A word-for-word copy of the listing, free of images, is the expected answer.

Material provided.
++++++++++
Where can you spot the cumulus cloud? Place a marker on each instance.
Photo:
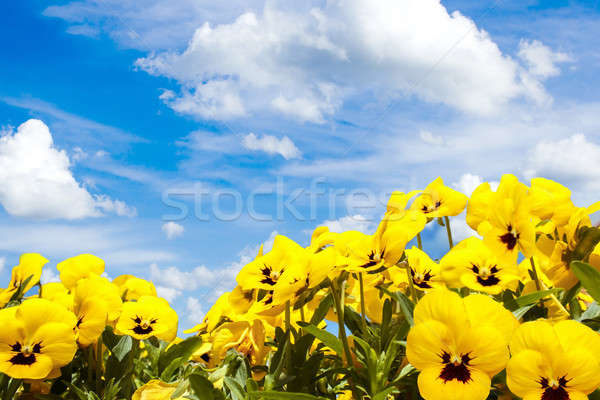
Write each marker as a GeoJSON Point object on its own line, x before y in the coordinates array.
{"type": "Point", "coordinates": [49, 275]}
{"type": "Point", "coordinates": [36, 180]}
{"type": "Point", "coordinates": [194, 310]}
{"type": "Point", "coordinates": [272, 145]}
{"type": "Point", "coordinates": [306, 64]}
{"type": "Point", "coordinates": [172, 229]}
{"type": "Point", "coordinates": [351, 223]}
{"type": "Point", "coordinates": [573, 161]}
{"type": "Point", "coordinates": [430, 138]}
{"type": "Point", "coordinates": [167, 293]}
{"type": "Point", "coordinates": [172, 281]}
{"type": "Point", "coordinates": [240, 144]}
{"type": "Point", "coordinates": [541, 61]}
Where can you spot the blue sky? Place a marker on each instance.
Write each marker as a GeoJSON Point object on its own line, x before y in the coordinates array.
{"type": "Point", "coordinates": [260, 102]}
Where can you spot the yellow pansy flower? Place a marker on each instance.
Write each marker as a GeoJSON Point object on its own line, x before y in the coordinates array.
{"type": "Point", "coordinates": [549, 200]}
{"type": "Point", "coordinates": [438, 200]}
{"type": "Point", "coordinates": [219, 311]}
{"type": "Point", "coordinates": [132, 287]}
{"type": "Point", "coordinates": [96, 302]}
{"type": "Point", "coordinates": [36, 338]}
{"type": "Point", "coordinates": [58, 293]}
{"type": "Point", "coordinates": [305, 274]}
{"type": "Point", "coordinates": [595, 257]}
{"type": "Point", "coordinates": [471, 264]}
{"type": "Point", "coordinates": [30, 266]}
{"type": "Point", "coordinates": [424, 271]}
{"type": "Point", "coordinates": [399, 201]}
{"type": "Point", "coordinates": [149, 316]}
{"type": "Point", "coordinates": [458, 344]}
{"type": "Point", "coordinates": [509, 226]}
{"type": "Point", "coordinates": [155, 390]}
{"type": "Point", "coordinates": [248, 338]}
{"type": "Point", "coordinates": [478, 207]}
{"type": "Point", "coordinates": [264, 271]}
{"type": "Point", "coordinates": [383, 249]}
{"type": "Point", "coordinates": [554, 362]}
{"type": "Point", "coordinates": [79, 267]}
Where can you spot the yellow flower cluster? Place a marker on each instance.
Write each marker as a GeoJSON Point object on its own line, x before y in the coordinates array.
{"type": "Point", "coordinates": [524, 239]}
{"type": "Point", "coordinates": [41, 333]}
{"type": "Point", "coordinates": [512, 310]}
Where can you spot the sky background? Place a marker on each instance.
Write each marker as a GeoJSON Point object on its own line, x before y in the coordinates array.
{"type": "Point", "coordinates": [172, 137]}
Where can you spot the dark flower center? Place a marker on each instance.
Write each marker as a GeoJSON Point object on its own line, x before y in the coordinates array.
{"type": "Point", "coordinates": [143, 327]}
{"type": "Point", "coordinates": [556, 391]}
{"type": "Point", "coordinates": [270, 276]}
{"type": "Point", "coordinates": [25, 356]}
{"type": "Point", "coordinates": [510, 238]}
{"type": "Point", "coordinates": [455, 368]}
{"type": "Point", "coordinates": [486, 278]}
{"type": "Point", "coordinates": [374, 259]}
{"type": "Point", "coordinates": [421, 280]}
{"type": "Point", "coordinates": [428, 209]}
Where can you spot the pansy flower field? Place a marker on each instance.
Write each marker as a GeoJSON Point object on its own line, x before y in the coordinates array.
{"type": "Point", "coordinates": [510, 312]}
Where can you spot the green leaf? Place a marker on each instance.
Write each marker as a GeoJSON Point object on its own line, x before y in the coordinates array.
{"type": "Point", "coordinates": [329, 339]}
{"type": "Point", "coordinates": [384, 393]}
{"type": "Point", "coordinates": [203, 388]}
{"type": "Point", "coordinates": [593, 311]}
{"type": "Point", "coordinates": [588, 237]}
{"type": "Point", "coordinates": [236, 390]}
{"type": "Point", "coordinates": [273, 395]}
{"type": "Point", "coordinates": [122, 348]}
{"type": "Point", "coordinates": [589, 278]}
{"type": "Point", "coordinates": [181, 350]}
{"type": "Point", "coordinates": [529, 299]}
{"type": "Point", "coordinates": [520, 312]}
{"type": "Point", "coordinates": [406, 305]}
{"type": "Point", "coordinates": [322, 309]}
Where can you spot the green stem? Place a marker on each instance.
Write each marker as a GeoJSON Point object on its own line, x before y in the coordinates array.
{"type": "Point", "coordinates": [341, 329]}
{"type": "Point", "coordinates": [411, 285]}
{"type": "Point", "coordinates": [90, 351]}
{"type": "Point", "coordinates": [302, 317]}
{"type": "Point", "coordinates": [99, 361]}
{"type": "Point", "coordinates": [538, 284]}
{"type": "Point", "coordinates": [288, 313]}
{"type": "Point", "coordinates": [362, 302]}
{"type": "Point", "coordinates": [447, 223]}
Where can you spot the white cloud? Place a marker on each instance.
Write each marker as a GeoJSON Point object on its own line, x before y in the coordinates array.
++++++++++
Written response.
Where can you spot the cumulus cloud? Place a marker on each instance.
Photo:
Write each marker as a GeoJSON Point object on its own line, x before y in the coordinates array.
{"type": "Point", "coordinates": [49, 275]}
{"type": "Point", "coordinates": [36, 180]}
{"type": "Point", "coordinates": [194, 310]}
{"type": "Point", "coordinates": [272, 145]}
{"type": "Point", "coordinates": [306, 64]}
{"type": "Point", "coordinates": [172, 229]}
{"type": "Point", "coordinates": [351, 223]}
{"type": "Point", "coordinates": [573, 161]}
{"type": "Point", "coordinates": [430, 138]}
{"type": "Point", "coordinates": [167, 293]}
{"type": "Point", "coordinates": [172, 281]}
{"type": "Point", "coordinates": [240, 144]}
{"type": "Point", "coordinates": [541, 61]}
Where can you spot the blue sky? Place a marker on each instance.
Write each marker as a GeoJSON Point object on its own line, x before y in the coordinates array.
{"type": "Point", "coordinates": [260, 102]}
Where can you spot the yellow pansy flower? Place a marker on each instance.
Write each marker as a GeoJSON Point object on its own line, x before y in the coordinates array.
{"type": "Point", "coordinates": [549, 200]}
{"type": "Point", "coordinates": [438, 200]}
{"type": "Point", "coordinates": [219, 311]}
{"type": "Point", "coordinates": [132, 287]}
{"type": "Point", "coordinates": [96, 302]}
{"type": "Point", "coordinates": [36, 338]}
{"type": "Point", "coordinates": [58, 293]}
{"type": "Point", "coordinates": [305, 274]}
{"type": "Point", "coordinates": [595, 257]}
{"type": "Point", "coordinates": [471, 264]}
{"type": "Point", "coordinates": [30, 266]}
{"type": "Point", "coordinates": [424, 271]}
{"type": "Point", "coordinates": [399, 201]}
{"type": "Point", "coordinates": [149, 316]}
{"type": "Point", "coordinates": [458, 344]}
{"type": "Point", "coordinates": [509, 226]}
{"type": "Point", "coordinates": [155, 390]}
{"type": "Point", "coordinates": [248, 338]}
{"type": "Point", "coordinates": [478, 207]}
{"type": "Point", "coordinates": [264, 271]}
{"type": "Point", "coordinates": [383, 249]}
{"type": "Point", "coordinates": [554, 362]}
{"type": "Point", "coordinates": [79, 267]}
Where can you spot the yellow flower cluster? Place a marker on each instance.
Write each marker as a GeoJSON Point object on its own line, x before y in the coordinates array.
{"type": "Point", "coordinates": [524, 239]}
{"type": "Point", "coordinates": [41, 333]}
{"type": "Point", "coordinates": [512, 310]}
Where can you spot the sky background? Place a marker on each instance.
Write each marker as a GeoJSON Point object on its own line, x before y in the coordinates array.
{"type": "Point", "coordinates": [172, 137]}
Where can you spot the dark flower center? Place a marker on each instance.
Write each marker as a GeoJSON Point object on its own line, x before y in the coordinates array.
{"type": "Point", "coordinates": [143, 327]}
{"type": "Point", "coordinates": [556, 391]}
{"type": "Point", "coordinates": [270, 276]}
{"type": "Point", "coordinates": [25, 356]}
{"type": "Point", "coordinates": [510, 238]}
{"type": "Point", "coordinates": [455, 368]}
{"type": "Point", "coordinates": [486, 278]}
{"type": "Point", "coordinates": [374, 259]}
{"type": "Point", "coordinates": [421, 280]}
{"type": "Point", "coordinates": [428, 209]}
Where can you spot the pansy flower field? Place a marker on each instance.
Write each marker as a GeoJSON Point object on its own line, x before y in the coordinates array.
{"type": "Point", "coordinates": [510, 312]}
Where can you spot the green leaf? Place a marker on each instance.
Write each marker as a GeoJSON Point object on its own line, x before y in the coordinates array.
{"type": "Point", "coordinates": [329, 339]}
{"type": "Point", "coordinates": [384, 393]}
{"type": "Point", "coordinates": [203, 388]}
{"type": "Point", "coordinates": [593, 311]}
{"type": "Point", "coordinates": [588, 237]}
{"type": "Point", "coordinates": [236, 390]}
{"type": "Point", "coordinates": [273, 395]}
{"type": "Point", "coordinates": [122, 348]}
{"type": "Point", "coordinates": [589, 278]}
{"type": "Point", "coordinates": [181, 350]}
{"type": "Point", "coordinates": [529, 299]}
{"type": "Point", "coordinates": [520, 312]}
{"type": "Point", "coordinates": [406, 305]}
{"type": "Point", "coordinates": [322, 309]}
Where can you spot the green stem? Place a marker on each instance.
Write each marker as a GeoJSON Point object on its own line, x before y in the coordinates array.
{"type": "Point", "coordinates": [341, 329]}
{"type": "Point", "coordinates": [411, 285]}
{"type": "Point", "coordinates": [90, 351]}
{"type": "Point", "coordinates": [302, 317]}
{"type": "Point", "coordinates": [99, 361]}
{"type": "Point", "coordinates": [538, 284]}
{"type": "Point", "coordinates": [288, 313]}
{"type": "Point", "coordinates": [362, 302]}
{"type": "Point", "coordinates": [447, 223]}
Where can you spot the white cloud? Place a marker on each instance.
Write each marker as a GeoJSON Point object on its own line, x before y in the coordinates array.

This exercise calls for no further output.